Stated exercise A: How many lines in the entries contain the word "body"? Reply with the number alone.

In addition, transactions in mutual funds that are invested in Company Securities are not transactions subject to this Policy.
11.Special and Prohibited Transactions. The Company has determined that the following transactions present a heightened legal risk and the potential appearance of improper or inappropriate conduct. It is therefore the Company’s policy that any person covered by this Policy may not engage in any of the following transactions:
11.1.Short-Term Trading. Short-term trading of Company Securities may be distracting to the person trading and may unduly focus the person on the Company’s short-term performance instead of the Company’s long-term business objectives. For these reasons, and in accordance with Section 16(b) of the Securities Exchange Act of 1934, as amended (the “Exchange Act”), any director or executive officer of the



Company who purchases Company Securities may not sell any Company Securities of the same class during the six months following the purchase (or vice versa).
11.2.Short Sales. Short sales of Company Securities (i.e., the sale of a security that the seller does not own) may evidence an expectation on the part of the seller that the securities will decline in value and therefore might signal to the market that the seller lacks confidence in the Company’s prospects. In addition, short sales may reduce a
seller’s incentive to seek to improve the Company’s performance. For these reasons, short sales of Company Securities are prohibited. In addition, Section 16(c) of the Exchange Act prohibits executive officers and directors from engaging in short sales. Short sales arising from certain types of hedging transactions are also governed by the paragraph below captioned “Hedging Transactions.”
11.3.Publicly Traded Options. Given the relatively short term of publicly traded options, transactions in options may create the appearance that a director, officer or employee is trading based on material nonpublic information and focus such person’s attention on short-term performance at the expense of the Company’s long-term objectives. Accordingly, transactions in put options, call options or other derivative securities on an exchange or in any other organized market, are prohibited by this Policy.

Given data:
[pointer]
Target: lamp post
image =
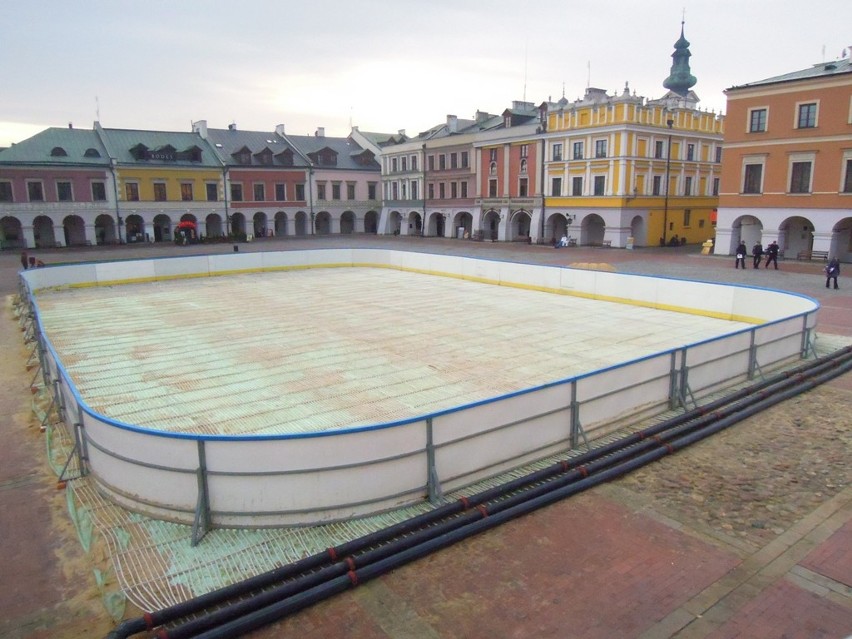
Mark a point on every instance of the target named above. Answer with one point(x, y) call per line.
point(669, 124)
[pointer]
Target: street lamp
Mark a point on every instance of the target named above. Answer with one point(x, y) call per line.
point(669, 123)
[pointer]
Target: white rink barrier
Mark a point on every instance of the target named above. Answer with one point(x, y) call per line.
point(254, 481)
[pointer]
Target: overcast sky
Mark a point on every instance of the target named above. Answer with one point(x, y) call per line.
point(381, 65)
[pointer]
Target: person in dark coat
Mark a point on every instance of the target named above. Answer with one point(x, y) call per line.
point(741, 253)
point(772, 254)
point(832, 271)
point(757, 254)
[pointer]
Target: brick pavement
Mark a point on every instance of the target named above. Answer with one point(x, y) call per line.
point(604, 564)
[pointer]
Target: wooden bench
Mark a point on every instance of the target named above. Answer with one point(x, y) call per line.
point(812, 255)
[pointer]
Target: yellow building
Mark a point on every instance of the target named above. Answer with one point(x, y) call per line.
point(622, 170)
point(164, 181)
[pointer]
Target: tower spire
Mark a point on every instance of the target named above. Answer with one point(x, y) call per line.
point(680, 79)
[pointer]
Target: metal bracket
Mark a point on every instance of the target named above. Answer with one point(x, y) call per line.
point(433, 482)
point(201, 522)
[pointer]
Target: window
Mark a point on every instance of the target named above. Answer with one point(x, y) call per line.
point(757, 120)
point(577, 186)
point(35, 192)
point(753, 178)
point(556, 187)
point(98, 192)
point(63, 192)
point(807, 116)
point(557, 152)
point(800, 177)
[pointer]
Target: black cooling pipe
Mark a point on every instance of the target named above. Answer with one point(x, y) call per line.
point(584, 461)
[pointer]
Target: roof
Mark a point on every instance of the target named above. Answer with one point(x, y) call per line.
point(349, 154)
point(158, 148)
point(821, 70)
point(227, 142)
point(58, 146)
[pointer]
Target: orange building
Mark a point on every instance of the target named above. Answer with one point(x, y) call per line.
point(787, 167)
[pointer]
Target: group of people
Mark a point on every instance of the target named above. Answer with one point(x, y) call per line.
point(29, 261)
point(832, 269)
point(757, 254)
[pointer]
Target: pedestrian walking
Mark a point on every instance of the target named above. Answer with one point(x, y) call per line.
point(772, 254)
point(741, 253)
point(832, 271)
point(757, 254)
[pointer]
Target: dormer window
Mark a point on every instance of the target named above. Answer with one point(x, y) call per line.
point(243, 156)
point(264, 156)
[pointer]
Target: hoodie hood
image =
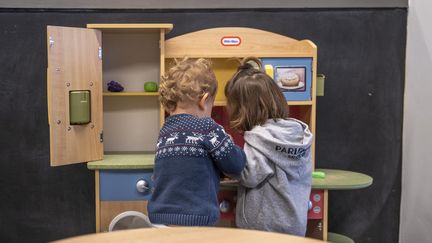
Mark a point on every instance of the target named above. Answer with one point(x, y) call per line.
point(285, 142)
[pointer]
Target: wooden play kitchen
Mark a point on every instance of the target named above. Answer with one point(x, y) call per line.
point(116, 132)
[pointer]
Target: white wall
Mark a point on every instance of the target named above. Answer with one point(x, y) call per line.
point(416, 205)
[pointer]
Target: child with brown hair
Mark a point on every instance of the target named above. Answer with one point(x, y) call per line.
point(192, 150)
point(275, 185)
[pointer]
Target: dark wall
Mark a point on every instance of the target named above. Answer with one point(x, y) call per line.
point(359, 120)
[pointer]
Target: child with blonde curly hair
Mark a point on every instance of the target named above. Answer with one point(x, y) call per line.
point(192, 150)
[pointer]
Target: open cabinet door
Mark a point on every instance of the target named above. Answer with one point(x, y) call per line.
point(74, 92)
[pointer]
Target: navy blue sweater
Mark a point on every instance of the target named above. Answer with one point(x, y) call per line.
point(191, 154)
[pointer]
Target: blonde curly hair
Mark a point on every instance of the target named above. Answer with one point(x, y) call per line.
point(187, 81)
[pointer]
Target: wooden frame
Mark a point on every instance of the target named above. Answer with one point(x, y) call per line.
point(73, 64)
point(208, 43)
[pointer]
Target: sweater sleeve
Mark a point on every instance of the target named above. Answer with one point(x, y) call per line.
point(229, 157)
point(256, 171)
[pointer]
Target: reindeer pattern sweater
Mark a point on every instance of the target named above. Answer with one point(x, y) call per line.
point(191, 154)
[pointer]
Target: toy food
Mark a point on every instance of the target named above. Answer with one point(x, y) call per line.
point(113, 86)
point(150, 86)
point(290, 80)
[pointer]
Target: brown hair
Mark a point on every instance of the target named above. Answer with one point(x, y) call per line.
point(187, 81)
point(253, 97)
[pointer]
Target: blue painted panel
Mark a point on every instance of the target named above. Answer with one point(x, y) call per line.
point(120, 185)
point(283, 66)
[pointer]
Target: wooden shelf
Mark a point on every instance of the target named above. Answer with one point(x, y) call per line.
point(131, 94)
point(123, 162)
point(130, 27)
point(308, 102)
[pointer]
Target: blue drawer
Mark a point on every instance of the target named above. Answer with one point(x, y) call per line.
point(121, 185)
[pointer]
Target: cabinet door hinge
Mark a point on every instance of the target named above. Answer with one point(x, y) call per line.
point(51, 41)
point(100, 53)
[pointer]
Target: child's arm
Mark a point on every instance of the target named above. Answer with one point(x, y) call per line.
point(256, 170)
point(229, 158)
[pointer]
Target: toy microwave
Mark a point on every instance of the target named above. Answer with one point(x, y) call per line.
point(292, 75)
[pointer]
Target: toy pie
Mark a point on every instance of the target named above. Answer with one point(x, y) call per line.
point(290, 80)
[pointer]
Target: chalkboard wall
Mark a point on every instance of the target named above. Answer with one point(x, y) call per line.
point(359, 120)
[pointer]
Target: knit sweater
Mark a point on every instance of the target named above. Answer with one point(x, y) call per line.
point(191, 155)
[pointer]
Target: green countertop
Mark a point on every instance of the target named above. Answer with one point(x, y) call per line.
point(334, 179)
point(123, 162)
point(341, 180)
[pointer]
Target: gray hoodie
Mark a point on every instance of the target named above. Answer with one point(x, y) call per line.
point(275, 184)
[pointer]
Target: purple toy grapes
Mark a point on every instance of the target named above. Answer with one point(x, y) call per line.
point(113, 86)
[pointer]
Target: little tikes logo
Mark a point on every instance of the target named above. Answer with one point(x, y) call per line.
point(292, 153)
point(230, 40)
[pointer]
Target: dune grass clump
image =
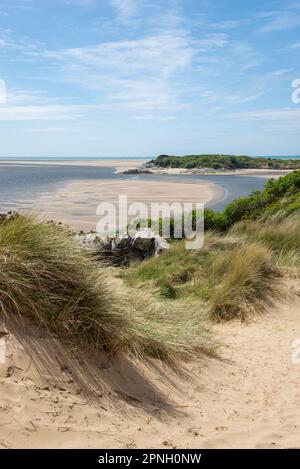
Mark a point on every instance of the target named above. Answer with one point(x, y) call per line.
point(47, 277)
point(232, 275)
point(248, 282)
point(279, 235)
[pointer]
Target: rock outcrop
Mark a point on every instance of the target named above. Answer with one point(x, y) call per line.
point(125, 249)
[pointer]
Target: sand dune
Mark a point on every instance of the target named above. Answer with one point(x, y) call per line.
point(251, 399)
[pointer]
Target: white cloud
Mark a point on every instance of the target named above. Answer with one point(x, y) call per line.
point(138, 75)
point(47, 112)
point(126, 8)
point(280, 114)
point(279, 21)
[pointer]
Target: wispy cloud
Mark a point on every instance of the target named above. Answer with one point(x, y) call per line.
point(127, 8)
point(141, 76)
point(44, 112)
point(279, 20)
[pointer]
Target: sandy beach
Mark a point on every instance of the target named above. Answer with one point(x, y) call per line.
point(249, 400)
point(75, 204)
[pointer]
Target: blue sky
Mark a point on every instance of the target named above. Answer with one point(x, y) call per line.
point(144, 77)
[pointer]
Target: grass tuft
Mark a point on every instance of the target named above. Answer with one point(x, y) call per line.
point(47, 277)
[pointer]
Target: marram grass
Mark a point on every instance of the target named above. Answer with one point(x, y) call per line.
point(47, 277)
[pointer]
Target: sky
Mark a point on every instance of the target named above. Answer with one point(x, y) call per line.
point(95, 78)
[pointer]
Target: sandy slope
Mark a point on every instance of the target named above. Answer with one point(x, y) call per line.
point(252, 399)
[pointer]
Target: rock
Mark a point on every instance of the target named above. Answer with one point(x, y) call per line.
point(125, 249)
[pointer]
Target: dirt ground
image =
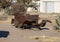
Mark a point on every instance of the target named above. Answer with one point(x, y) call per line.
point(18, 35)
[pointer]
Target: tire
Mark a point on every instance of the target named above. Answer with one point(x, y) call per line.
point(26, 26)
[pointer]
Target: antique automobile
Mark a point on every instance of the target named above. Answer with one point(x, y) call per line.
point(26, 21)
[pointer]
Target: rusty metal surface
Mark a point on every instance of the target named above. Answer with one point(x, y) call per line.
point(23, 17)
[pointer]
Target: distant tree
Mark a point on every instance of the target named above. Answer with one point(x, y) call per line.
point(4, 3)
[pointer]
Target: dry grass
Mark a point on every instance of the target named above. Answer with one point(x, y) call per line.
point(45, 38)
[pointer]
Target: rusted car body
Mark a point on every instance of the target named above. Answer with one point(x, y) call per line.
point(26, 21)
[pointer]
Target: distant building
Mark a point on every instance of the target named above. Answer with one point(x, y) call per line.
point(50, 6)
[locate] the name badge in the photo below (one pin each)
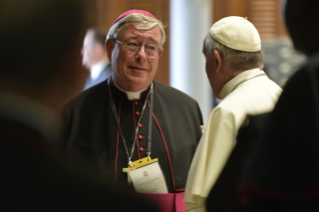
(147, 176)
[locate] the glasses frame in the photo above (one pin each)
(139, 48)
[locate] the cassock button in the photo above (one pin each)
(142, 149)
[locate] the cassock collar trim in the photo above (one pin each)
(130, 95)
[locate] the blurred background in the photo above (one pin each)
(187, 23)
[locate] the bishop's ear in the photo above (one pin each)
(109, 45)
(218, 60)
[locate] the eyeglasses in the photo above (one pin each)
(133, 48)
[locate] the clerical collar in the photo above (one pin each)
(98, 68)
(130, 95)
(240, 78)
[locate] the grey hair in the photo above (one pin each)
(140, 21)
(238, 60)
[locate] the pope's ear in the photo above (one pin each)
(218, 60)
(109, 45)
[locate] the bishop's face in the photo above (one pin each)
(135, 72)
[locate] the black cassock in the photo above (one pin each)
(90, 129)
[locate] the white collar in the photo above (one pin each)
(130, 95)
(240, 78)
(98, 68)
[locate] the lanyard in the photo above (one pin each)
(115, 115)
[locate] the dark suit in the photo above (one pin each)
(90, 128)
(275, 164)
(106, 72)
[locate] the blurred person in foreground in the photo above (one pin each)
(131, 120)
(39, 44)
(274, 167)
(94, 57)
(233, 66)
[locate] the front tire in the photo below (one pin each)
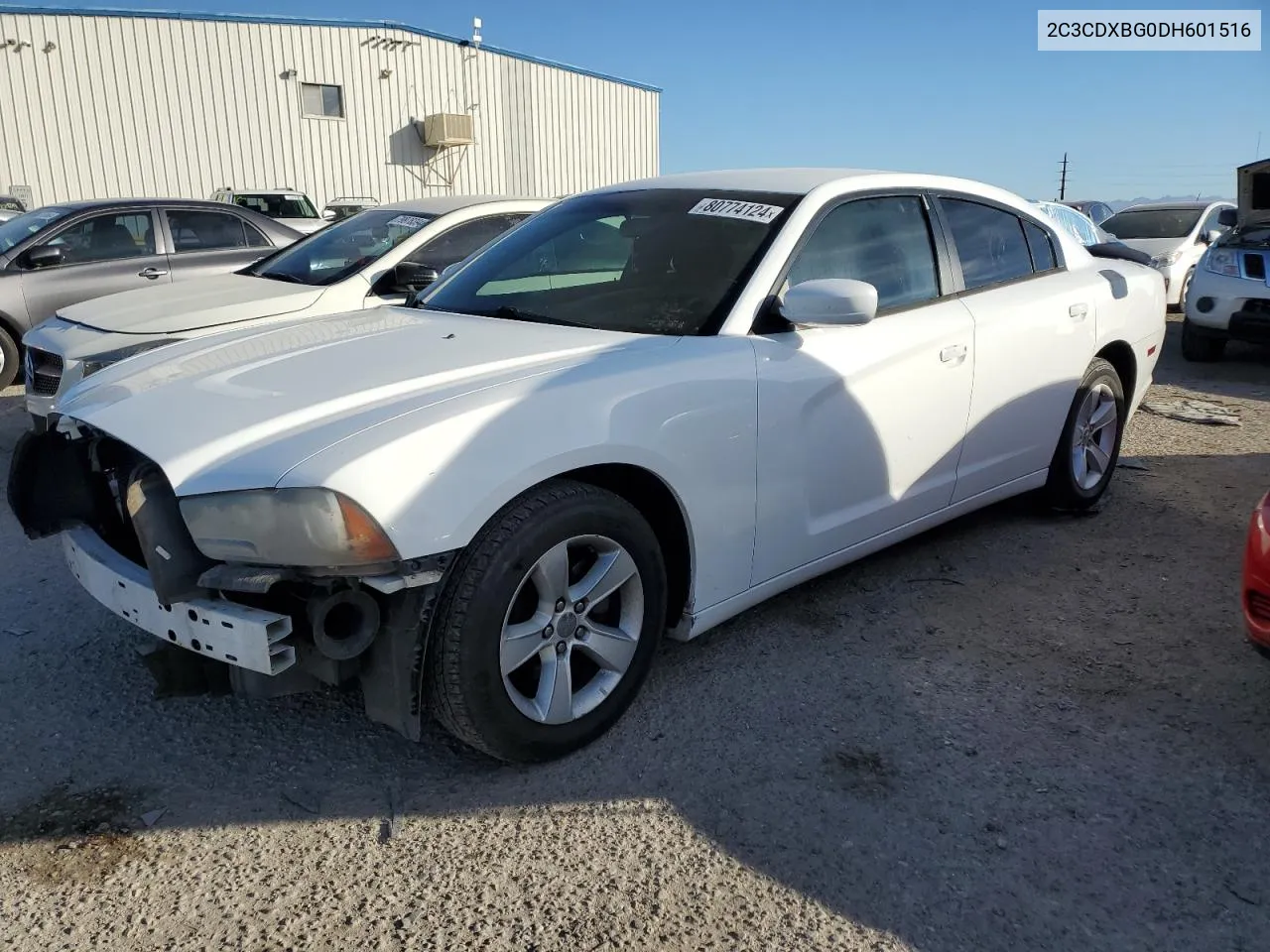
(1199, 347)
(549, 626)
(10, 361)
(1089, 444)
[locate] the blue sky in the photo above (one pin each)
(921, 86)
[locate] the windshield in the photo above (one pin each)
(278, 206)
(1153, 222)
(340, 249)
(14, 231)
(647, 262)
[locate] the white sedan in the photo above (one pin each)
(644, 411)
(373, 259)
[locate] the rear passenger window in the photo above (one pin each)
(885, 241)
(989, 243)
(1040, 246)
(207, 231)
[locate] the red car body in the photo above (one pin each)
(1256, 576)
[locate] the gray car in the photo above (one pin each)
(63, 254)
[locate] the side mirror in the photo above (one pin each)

Stated exercise B: Carry on the trading policy excerpt above, starting right after its last sentence.

Final result A: 2

Final result B:
11.4.Hedging Transactions. Hedging or monetization transactions can be accomplished through a number of possible mechanisms, including through the use of financial instruments such as prepaid variable forwards, equity swaps, collars and exchange funds. Such hedging transactions may permit a director, officer or employee to continue to own Company Securities obtained through employee benefit plans or otherwise, but without the full risks and rewards of ownership. When that occurs, the
director, officer or employee may no longer have the same objectives as the Company’s other shareholders. Therefore, directors, officers and employees are prohibited from engaging in any such transactions.
11.5.Margin Accounts and Pledged Securities. Securities held in a margin account as collateral for a margin loan may be sold by the broker without the customer’s consent if the customer fails to meet a margin call. Similarly, securities pledged (or hypothecated) as collateral for a loan may be sold in foreclosure if the borrower defaults on the loan. Because a margin sale or foreclosure sale may occur at a time when the pledgor is aware of material nonpublic information or otherwise is not permitted to trade in Company Securities, directors, officers and other employees are prohibited from holding Company Securities in a margin account or otherwise pledging Company Securities as collateral for a loan.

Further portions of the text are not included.